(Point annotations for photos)
• • • • • • •

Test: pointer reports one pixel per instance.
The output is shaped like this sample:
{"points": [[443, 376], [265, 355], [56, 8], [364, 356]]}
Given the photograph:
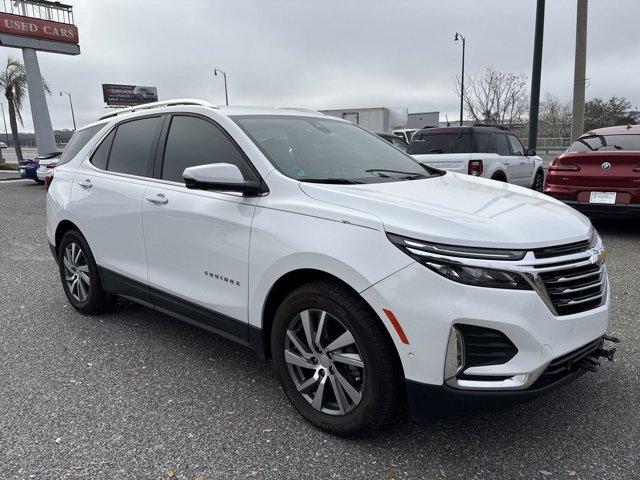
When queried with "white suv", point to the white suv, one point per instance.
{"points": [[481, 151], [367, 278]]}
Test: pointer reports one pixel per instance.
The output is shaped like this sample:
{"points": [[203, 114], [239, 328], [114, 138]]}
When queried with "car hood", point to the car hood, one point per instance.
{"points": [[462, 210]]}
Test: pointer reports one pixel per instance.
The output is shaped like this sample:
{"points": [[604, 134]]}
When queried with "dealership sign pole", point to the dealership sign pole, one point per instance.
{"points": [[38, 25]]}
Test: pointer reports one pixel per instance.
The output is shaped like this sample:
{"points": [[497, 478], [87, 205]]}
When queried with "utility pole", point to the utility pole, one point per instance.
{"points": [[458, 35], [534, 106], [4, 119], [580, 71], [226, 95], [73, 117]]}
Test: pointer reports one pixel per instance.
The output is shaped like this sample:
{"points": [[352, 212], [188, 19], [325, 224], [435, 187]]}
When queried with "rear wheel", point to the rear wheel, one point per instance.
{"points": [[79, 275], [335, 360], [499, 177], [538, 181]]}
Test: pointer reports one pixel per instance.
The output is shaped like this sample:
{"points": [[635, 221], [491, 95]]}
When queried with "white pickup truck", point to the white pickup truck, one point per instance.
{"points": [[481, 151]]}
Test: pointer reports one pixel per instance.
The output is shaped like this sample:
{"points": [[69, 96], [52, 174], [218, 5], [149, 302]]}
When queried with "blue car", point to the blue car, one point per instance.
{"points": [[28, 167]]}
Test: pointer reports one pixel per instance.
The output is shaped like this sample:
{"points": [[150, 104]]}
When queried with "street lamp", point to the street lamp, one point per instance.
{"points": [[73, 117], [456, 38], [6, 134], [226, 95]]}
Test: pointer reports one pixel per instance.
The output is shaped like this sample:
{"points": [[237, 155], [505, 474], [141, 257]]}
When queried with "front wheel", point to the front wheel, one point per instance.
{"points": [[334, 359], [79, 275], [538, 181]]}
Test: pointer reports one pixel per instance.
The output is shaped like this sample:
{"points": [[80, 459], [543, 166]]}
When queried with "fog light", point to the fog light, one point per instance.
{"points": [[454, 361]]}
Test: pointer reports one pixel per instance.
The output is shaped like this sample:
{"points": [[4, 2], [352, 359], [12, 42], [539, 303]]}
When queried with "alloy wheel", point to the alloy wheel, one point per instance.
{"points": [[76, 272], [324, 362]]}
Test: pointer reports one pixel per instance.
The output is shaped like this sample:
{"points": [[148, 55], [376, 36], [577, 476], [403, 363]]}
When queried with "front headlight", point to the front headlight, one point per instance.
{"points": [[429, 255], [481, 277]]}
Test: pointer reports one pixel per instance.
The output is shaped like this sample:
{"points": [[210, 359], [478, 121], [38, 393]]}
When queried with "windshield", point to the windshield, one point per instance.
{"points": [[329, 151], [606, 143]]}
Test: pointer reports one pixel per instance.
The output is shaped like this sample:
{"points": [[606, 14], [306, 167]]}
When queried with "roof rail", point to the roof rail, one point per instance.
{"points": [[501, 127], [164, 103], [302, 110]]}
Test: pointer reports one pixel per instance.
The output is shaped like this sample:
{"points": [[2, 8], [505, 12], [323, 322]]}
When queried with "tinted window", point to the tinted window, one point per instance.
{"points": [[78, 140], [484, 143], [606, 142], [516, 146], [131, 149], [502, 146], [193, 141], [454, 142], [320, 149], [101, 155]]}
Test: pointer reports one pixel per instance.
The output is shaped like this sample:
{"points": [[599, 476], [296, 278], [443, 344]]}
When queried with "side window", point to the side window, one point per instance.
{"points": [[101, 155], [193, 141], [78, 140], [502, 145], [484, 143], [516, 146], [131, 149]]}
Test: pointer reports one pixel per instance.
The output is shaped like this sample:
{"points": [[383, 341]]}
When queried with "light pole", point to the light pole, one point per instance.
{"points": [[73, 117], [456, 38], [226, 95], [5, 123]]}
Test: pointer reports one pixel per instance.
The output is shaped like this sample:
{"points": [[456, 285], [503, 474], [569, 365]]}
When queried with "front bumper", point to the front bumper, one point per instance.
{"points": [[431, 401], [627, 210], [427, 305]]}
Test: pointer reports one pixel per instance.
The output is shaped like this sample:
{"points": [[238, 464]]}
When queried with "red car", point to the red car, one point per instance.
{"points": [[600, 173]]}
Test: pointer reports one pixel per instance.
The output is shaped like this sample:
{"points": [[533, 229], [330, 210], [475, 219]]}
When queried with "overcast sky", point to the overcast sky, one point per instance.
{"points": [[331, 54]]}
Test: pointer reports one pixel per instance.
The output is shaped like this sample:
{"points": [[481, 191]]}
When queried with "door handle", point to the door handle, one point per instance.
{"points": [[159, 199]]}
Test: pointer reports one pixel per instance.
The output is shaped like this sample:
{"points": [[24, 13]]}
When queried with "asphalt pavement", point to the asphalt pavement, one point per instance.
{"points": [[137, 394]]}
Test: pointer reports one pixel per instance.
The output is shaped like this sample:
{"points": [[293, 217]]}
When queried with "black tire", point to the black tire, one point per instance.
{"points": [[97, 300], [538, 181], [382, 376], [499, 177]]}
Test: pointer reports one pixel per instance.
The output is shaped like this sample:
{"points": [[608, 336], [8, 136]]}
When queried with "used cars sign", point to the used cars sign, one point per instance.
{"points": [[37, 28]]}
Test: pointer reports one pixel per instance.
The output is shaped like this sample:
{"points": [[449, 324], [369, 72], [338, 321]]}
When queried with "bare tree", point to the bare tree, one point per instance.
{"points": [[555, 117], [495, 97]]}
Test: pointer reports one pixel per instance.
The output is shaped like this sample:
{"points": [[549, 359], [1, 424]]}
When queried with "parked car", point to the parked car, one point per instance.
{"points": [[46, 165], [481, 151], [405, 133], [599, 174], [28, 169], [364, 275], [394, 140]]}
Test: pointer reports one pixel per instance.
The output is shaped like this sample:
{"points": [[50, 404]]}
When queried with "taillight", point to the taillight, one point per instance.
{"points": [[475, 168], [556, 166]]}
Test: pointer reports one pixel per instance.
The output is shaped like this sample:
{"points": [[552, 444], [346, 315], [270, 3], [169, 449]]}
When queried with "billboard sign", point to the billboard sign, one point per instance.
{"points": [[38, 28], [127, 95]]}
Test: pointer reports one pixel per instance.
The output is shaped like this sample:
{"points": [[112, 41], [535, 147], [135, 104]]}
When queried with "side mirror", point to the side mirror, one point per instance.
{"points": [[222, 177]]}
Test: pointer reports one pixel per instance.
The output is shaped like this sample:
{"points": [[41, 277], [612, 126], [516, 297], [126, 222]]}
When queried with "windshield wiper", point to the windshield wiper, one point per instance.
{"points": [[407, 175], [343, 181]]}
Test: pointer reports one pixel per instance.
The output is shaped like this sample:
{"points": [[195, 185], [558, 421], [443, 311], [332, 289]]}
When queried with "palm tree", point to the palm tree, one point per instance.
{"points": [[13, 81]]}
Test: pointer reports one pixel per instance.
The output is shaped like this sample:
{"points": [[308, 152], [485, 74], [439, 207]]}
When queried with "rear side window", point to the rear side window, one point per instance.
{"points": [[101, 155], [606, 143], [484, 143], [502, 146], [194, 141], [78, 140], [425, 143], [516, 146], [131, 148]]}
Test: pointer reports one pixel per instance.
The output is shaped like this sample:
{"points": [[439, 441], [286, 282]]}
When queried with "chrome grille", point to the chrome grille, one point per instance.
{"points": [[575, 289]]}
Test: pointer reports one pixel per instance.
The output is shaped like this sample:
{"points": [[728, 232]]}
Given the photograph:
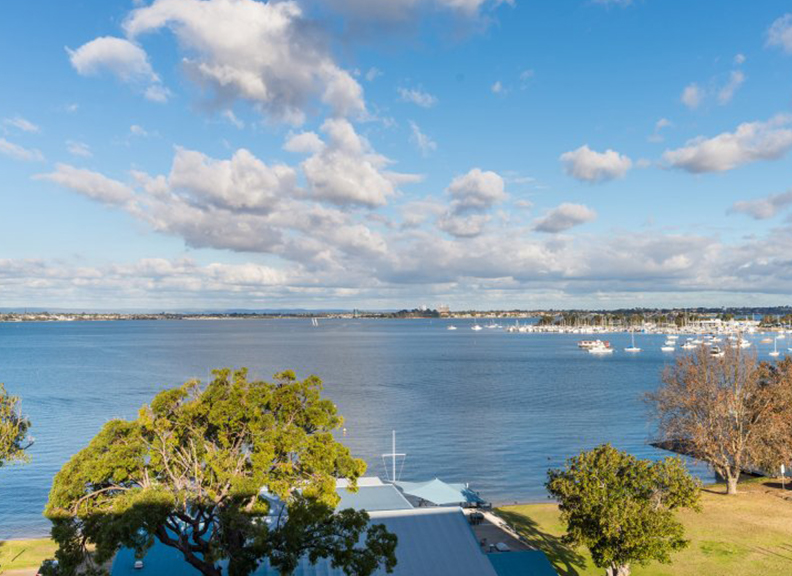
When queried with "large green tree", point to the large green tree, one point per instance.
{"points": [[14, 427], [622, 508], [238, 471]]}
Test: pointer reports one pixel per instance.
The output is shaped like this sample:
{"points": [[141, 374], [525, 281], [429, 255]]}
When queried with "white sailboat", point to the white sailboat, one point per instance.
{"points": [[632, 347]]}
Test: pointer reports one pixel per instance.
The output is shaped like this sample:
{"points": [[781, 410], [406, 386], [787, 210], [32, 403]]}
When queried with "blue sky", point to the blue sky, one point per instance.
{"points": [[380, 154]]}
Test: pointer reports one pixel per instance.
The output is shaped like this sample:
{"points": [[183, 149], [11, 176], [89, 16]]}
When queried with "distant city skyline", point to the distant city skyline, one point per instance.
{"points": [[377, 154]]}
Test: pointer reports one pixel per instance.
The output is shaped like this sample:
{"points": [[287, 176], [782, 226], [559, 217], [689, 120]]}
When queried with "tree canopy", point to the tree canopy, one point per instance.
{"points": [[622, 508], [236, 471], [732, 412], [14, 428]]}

• • • • • • •

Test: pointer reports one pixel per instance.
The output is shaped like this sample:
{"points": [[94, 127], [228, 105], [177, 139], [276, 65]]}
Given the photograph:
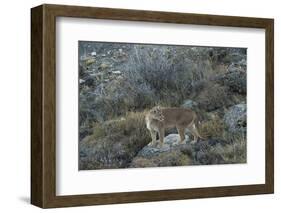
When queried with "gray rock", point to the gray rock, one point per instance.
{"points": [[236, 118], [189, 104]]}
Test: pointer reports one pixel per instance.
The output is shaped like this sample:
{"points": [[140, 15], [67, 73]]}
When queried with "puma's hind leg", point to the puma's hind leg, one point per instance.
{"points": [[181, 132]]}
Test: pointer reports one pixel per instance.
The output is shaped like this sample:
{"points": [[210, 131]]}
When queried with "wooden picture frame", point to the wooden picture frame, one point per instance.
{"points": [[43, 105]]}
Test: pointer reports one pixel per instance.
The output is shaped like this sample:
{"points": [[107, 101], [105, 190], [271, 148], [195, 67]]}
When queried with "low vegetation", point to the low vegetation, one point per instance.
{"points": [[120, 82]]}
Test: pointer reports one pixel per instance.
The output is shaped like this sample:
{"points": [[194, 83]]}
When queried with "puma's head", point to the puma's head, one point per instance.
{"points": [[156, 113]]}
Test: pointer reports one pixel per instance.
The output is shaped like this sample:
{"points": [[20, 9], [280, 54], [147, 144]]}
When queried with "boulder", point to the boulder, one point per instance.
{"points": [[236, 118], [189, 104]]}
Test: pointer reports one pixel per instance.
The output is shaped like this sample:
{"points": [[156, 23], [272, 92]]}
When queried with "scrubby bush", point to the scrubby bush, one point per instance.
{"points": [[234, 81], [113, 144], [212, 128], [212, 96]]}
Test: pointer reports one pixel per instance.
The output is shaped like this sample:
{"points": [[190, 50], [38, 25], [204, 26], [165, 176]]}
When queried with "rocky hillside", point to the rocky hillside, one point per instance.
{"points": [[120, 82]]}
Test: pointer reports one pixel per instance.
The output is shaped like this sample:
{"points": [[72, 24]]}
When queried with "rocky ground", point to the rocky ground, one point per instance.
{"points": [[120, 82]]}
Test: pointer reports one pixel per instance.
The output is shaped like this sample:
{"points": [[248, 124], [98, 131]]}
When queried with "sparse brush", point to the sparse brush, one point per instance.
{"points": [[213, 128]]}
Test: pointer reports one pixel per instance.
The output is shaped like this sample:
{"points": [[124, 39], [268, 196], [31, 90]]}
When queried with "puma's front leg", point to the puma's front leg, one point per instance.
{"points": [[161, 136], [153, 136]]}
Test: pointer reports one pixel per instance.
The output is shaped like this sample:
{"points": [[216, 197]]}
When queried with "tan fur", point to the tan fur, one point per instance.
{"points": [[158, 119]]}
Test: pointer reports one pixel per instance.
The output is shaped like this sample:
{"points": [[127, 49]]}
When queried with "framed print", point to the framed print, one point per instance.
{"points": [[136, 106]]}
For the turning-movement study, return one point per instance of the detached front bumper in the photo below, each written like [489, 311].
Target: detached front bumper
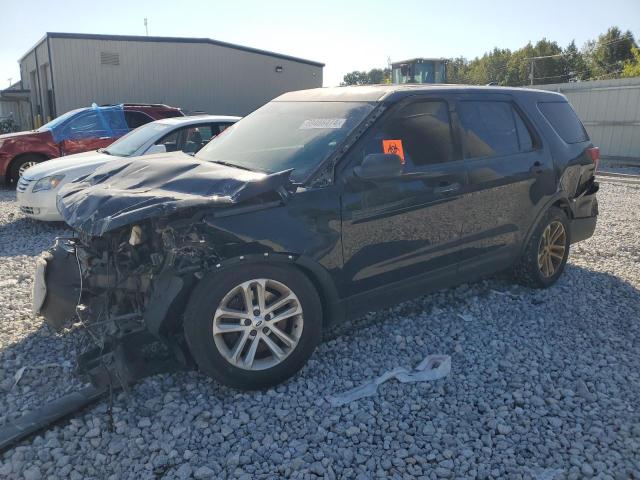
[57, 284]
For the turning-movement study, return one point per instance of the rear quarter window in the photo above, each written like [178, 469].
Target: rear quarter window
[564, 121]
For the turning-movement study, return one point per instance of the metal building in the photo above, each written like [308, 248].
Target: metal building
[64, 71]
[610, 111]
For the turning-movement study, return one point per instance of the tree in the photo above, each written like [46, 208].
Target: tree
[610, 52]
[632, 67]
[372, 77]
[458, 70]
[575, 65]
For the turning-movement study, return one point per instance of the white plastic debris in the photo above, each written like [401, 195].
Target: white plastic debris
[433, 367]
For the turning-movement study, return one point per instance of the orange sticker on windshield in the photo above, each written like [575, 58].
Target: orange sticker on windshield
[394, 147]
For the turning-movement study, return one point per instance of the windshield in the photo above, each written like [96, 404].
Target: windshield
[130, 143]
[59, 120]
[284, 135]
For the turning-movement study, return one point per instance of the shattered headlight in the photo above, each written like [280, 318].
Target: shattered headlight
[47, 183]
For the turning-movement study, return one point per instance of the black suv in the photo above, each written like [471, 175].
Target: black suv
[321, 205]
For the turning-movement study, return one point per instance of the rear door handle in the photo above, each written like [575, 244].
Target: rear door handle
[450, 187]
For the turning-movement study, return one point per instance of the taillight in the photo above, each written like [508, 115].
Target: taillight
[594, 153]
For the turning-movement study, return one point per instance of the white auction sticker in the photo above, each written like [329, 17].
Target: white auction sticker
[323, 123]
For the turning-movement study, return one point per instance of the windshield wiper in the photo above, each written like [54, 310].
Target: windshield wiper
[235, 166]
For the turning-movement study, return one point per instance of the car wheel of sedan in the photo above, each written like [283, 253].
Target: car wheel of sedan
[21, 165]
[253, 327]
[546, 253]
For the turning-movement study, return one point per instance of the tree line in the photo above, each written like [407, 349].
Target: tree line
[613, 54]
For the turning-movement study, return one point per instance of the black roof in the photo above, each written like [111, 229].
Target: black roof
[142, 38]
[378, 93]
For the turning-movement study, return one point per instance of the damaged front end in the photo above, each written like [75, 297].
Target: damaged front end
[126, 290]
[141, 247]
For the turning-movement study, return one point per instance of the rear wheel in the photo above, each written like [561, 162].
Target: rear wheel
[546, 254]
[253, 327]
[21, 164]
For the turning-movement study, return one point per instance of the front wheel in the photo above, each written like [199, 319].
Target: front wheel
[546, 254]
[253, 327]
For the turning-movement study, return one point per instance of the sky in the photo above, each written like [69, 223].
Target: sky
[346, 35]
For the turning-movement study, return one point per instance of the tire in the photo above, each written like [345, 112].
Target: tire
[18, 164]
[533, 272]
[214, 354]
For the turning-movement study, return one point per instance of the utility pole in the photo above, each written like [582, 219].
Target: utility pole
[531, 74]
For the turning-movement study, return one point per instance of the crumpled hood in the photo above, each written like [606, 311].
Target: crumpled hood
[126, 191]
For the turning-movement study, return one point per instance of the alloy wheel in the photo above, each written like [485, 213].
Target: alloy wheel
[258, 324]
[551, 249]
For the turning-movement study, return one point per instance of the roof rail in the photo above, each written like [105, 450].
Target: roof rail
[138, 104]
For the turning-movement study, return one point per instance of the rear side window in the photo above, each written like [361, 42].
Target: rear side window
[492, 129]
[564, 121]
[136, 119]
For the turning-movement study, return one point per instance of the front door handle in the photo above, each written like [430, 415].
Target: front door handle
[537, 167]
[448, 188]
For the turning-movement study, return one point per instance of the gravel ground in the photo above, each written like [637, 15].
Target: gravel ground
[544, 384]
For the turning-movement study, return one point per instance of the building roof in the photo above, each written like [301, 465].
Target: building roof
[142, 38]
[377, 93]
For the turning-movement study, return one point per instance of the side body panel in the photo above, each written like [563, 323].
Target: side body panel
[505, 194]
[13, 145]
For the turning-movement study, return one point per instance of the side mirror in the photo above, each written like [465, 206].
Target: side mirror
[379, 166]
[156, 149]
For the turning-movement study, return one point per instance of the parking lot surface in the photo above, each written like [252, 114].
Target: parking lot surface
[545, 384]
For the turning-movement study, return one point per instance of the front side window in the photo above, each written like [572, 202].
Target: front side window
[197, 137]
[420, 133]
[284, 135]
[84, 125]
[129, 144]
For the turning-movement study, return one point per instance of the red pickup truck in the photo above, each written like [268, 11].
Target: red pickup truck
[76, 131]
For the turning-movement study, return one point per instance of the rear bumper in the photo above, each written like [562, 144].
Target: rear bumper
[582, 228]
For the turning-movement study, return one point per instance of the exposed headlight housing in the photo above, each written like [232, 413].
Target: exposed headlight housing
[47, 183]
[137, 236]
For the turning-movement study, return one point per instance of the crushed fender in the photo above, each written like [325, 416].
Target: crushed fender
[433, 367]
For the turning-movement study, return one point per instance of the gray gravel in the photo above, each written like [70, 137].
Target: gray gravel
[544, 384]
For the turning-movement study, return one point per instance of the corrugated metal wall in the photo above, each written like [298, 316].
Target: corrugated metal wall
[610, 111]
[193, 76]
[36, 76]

• • • • • • •

Gather every line of the listing above that contains the word "crushed" and copy each one without changes. Case counts, so match capital and small letters as given.

For the turning-movement study, return one point per instance of the crushed fender in the photo above, each written like [325, 416].
Target: crushed fender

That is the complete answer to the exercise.